* [Set exercise]:
Quote the data below in full, please, without altering anything.

* [Stored rows]:
[start]
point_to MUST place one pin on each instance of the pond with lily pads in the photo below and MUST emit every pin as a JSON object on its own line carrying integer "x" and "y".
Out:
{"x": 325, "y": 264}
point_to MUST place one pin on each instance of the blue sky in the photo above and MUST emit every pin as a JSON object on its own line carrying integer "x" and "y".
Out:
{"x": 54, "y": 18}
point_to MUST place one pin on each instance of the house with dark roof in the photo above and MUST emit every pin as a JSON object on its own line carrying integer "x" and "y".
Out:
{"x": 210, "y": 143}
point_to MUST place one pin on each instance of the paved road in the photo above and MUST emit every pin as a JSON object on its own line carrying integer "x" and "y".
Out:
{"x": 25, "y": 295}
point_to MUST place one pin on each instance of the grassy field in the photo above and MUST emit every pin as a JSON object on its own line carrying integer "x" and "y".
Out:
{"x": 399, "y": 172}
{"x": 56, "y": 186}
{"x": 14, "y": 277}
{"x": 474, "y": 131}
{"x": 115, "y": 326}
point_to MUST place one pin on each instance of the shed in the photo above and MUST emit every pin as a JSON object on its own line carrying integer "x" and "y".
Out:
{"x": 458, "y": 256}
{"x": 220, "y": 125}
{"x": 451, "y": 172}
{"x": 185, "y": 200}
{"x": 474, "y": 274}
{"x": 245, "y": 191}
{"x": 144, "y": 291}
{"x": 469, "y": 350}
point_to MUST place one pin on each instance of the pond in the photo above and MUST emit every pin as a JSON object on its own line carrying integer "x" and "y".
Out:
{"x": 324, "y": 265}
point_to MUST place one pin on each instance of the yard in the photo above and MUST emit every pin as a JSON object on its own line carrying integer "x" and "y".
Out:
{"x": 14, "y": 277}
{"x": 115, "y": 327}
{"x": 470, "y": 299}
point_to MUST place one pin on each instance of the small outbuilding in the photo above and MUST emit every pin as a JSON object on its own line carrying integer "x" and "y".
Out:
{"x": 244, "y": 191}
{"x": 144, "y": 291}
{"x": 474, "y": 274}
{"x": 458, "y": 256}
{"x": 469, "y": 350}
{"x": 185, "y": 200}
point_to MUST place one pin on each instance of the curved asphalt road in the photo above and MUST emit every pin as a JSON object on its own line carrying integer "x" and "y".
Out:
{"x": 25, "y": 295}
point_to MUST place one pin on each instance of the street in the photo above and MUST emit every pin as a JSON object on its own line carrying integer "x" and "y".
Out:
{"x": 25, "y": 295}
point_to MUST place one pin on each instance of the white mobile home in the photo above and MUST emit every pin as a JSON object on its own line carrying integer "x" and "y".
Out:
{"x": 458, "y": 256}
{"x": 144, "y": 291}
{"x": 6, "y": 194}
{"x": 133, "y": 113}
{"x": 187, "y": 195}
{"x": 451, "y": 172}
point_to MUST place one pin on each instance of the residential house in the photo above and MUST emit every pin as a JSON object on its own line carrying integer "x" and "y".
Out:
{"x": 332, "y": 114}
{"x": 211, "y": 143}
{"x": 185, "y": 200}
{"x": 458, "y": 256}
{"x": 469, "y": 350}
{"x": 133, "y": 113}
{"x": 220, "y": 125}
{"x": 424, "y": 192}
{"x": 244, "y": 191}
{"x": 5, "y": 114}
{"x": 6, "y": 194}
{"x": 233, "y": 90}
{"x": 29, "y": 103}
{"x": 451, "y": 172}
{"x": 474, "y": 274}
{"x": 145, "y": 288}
[end]
* [Answer to the task]:
point_to MUST place one pin on each instance of the pond with lily pads in the photo below and MUST emit every pin as a JSON object on its own line carrying integer "x" and "y".
Out:
{"x": 325, "y": 264}
point_to MUST place one pin on each instance of the blue sky in the photo above and MUST emit every pin as a JSON object on its own line carrying integer "x" and "y".
Out:
{"x": 54, "y": 18}
point_to MUST place one pin on each instance of the house with dark roof in the photo above and MUST emit every pin as a JSON object on its own line carrying integer "x" and "y".
Out:
{"x": 210, "y": 143}
point_to MUST place one pin on each instance of the paved road in the photo above and MUST emit every pin as a JSON object on its own line carrying integer "x" and "y".
Out:
{"x": 25, "y": 295}
point_to MUST place one pin on each instance of the grassy field in the photo above and MUST emit every pin as a JSON object on its own line carrying integer "x" and "y".
Out:
{"x": 399, "y": 172}
{"x": 56, "y": 186}
{"x": 14, "y": 277}
{"x": 474, "y": 131}
{"x": 115, "y": 326}
point_to MUST place one pin on each instance of the shed in the photo above and MUST emit every pin as a JSON object on its own line carrying integer "x" and "y".
Out:
{"x": 458, "y": 256}
{"x": 220, "y": 125}
{"x": 451, "y": 172}
{"x": 185, "y": 200}
{"x": 474, "y": 274}
{"x": 245, "y": 191}
{"x": 144, "y": 291}
{"x": 469, "y": 350}
point_to MUST place one pin on each instance of the pond in the photo above and MUST emit every pin as a JSON object on its own line carrying integer "x" and "y".
Out:
{"x": 324, "y": 265}
point_to MUST place one pin on each instance of the yard in the photo above and MUST emit every pin as a JSON object on its own line carrying integer "x" and "y".
Out:
{"x": 14, "y": 277}
{"x": 115, "y": 327}
{"x": 470, "y": 299}
point_to MUST place one pin on each instance of the small outbuilding in the photo above and MUST emit every pin as a JSON object on its own line carrying integer "x" and "y".
Out:
{"x": 244, "y": 191}
{"x": 144, "y": 291}
{"x": 474, "y": 274}
{"x": 458, "y": 256}
{"x": 469, "y": 350}
{"x": 185, "y": 200}
point_to MUST place one pin on each instance of the curved asphalt road in the photo above and MUST emit every pin as a JSON object on its own line carrying integer "x" and "y".
Out:
{"x": 25, "y": 295}
point_to MUST place one pin on each instance of the street in the photo above and MUST emit every pin as a JSON object on its own line carrying integer "x" and "y".
Out:
{"x": 25, "y": 295}
point_to MUST place one pin on each instance of the white mobile home in the photo above and MUST emit every pin as a JSON object on its own line carrying integer "x" and "y".
Out:
{"x": 458, "y": 256}
{"x": 144, "y": 291}
{"x": 6, "y": 194}
{"x": 133, "y": 113}
{"x": 187, "y": 195}
{"x": 451, "y": 172}
point_to MUST place one pin on each instance of the residential house in the photo above and MUST emit every pin as a JSON object on its own line carrying integer "x" and "y".
Out:
{"x": 332, "y": 114}
{"x": 211, "y": 143}
{"x": 185, "y": 200}
{"x": 458, "y": 256}
{"x": 469, "y": 350}
{"x": 133, "y": 113}
{"x": 220, "y": 125}
{"x": 424, "y": 192}
{"x": 244, "y": 191}
{"x": 5, "y": 114}
{"x": 6, "y": 194}
{"x": 233, "y": 90}
{"x": 29, "y": 103}
{"x": 451, "y": 172}
{"x": 474, "y": 274}
{"x": 145, "y": 288}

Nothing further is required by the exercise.